■ Extrait fourni
::::

Dans la prochaine partie de cet article, nous montrerons qu’un « retour en arrière » visant à attribuer au capitalisme l’ensemble des maux et à faire de la lutte des classes une priorité stratégique nous semble une perspective erronée. Cela dit, nous proposons de reconceptualiser le capitalisme à travers son imbrication au sein de multiples rapports d’oppression, le capitalisme étant toujours et déjà un capitalisme racial, patriarcal et colonial. Celui-ci implique des luttes de classes, mais aussi des « luttes frontières » liées aux frontières institutionnelles qui séparent la sphère de la « production économique » de celles de la reproduction sociale, la nature et le domaine politique. Que nous nommions ce système « capitalisme racial, patriarcal et colonial », ou encore « patriarcat capitaliste suprématiste blanc impérialiste » comme le suggère bell hooks, il s’ensuit qu’il s’agit bien de s’opposer à un seul système, une « totalité sociale », laquelle étant constituée de rapports sociaux hétérogènes et néanmoins imbriqués.

En nous inspirant des travaux de Danièle Kergoat, nous analyserons de plus près le phénomène de consubstantialité et de coextensivité des rapports sociaux, cadre théorique plus à même de saisir l’imbrication des systèmes de domination que la métaphore des « intersections » préconisée par l’intersectionnalité, laquelle a ainsi une tendance à individualiser les relations de pouvoir et les privilèges en se concentrant sur l’échelle microsociale. Nous montrerons ainsi qu’il est non seulement possible mais nécessaire de lier les avancées théoriques du féminisme noir, de la pensée décoloniale et du marxisme critique contemporain, sans retomber pour autant dans les impasses de la « gauche identitaire » critiquée dans ce texte.

Cela signifie donc que la principale cause des dérives présentées ici ne renvoie pas à une grande théorie « postmoderne », « postcoloniale » et/ou « intersectionnelle » qui serait responsable de tous les problèmes de la « gauche woke ». Le problème vient plutôt d’une compréhension rigide des rapports sociaux de domination, d’une analyse dogmatique de la positionnalité et de ses privilèges épistémiques, et d’une certaine course à la radicalité qui mène certains groupes à s’enfermer, malgré eux, dans le sectarisme. De plus, en mobilisant les analyses de la militante juive et lesbienne Sarah Schulman, nous montrerons que le fameux phénomène de la « cancel culture » trouve ses racines dans des mécanismes psychosociologiques par lesquels le « conflit » est systématiquement évalué en termes d’« agression », le terme « violence » étant interprété de façon vague en évacuant toute forme de nuance, cette dynamique entraînant une escalade des hostilités, des dénonciations unilatérales, des logiques d’affrontement, d’exclusion et de bannissement au sein des milieux militants, qui ne permettent pas la résolution de problèmes, mais contribuent plutôt à envenimer nos relations humaines.

::::

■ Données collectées

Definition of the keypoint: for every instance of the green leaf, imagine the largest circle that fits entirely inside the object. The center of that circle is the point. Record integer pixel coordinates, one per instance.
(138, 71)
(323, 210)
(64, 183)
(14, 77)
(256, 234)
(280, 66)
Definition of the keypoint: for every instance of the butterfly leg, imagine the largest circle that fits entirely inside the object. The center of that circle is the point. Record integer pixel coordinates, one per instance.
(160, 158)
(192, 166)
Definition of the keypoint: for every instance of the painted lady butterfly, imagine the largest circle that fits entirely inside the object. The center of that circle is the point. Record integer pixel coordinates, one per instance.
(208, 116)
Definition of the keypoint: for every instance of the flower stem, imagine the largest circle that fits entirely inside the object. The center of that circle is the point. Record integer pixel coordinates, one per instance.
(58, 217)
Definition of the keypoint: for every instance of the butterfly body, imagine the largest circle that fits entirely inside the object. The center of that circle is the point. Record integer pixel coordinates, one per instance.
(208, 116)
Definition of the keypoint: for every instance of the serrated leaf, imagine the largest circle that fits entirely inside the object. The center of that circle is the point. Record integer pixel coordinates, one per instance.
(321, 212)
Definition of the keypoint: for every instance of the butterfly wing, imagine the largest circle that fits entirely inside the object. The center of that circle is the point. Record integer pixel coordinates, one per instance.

::::

■ Tâches de l'exercice
1 - Indiquez si chacune des affirmations suivantes concorde avec le texte, en répondant par oui ou par non et en citant à l'identique les mots du texte qui tranchent.
(a) Le texte fait de la lutte des classes une priorité stratégique.
(b) Le cadre théorique tiré des travaux de Danièle Kergoat est jugé plus apte que la métaphore des « intersections » à saisir l'imbrication des systèmes de domination.
(c) Selon le texte, la principale cause des dérives présentées est une grande théorie « postmoderne ».
2 - Extrayez du texte, sans rien y changer, la partie qui s'ouvre sur les mots contenant « En nous inspirant » et se ferme sur « dans ce texte. ».

■ Corrigé des tâches
1 -
(a) Non : "un « retour en arrière » visant à attribuer au capitalisme l’ensemble des maux et à faire de la lutte des classes une priorité stratégique nous semble une perspective erronée"
(b) Oui : "cadre théorique plus à même de saisir l’imbrication des systèmes de domination que la métaphore des « intersections » préconisée par l’intersectionnalité"
(c) Non : "la principale cause des dérives présentées ici ne renvoie pas à une grande théorie « postmoderne », « postcoloniale » et/ou « intersectionnelle »"

2 -
En nous inspirant des travaux de Danièle Kergoat, nous analyserons de plus près le phénomène de consubstantialité et de coextensivité des rapports sociaux, cadre théorique plus à même de saisir l’imbrication des systèmes de domination que la métaphore des « intersections » préconisée par l’intersectionnalité, laquelle a ainsi une tendance à individualiser les relations de pouvoir et les privilèges en se concentrant sur l’échelle microsociale. Nous montrerons ainsi qu’il est non seulement possible mais nécessaire de lier les avancées théoriques du féminisme noir, de la pensée décoloniale et du marxisme critique contemporain, sans retomber pour autant dans les impasses de la « gauche identitaire » critiquée dans ce texte.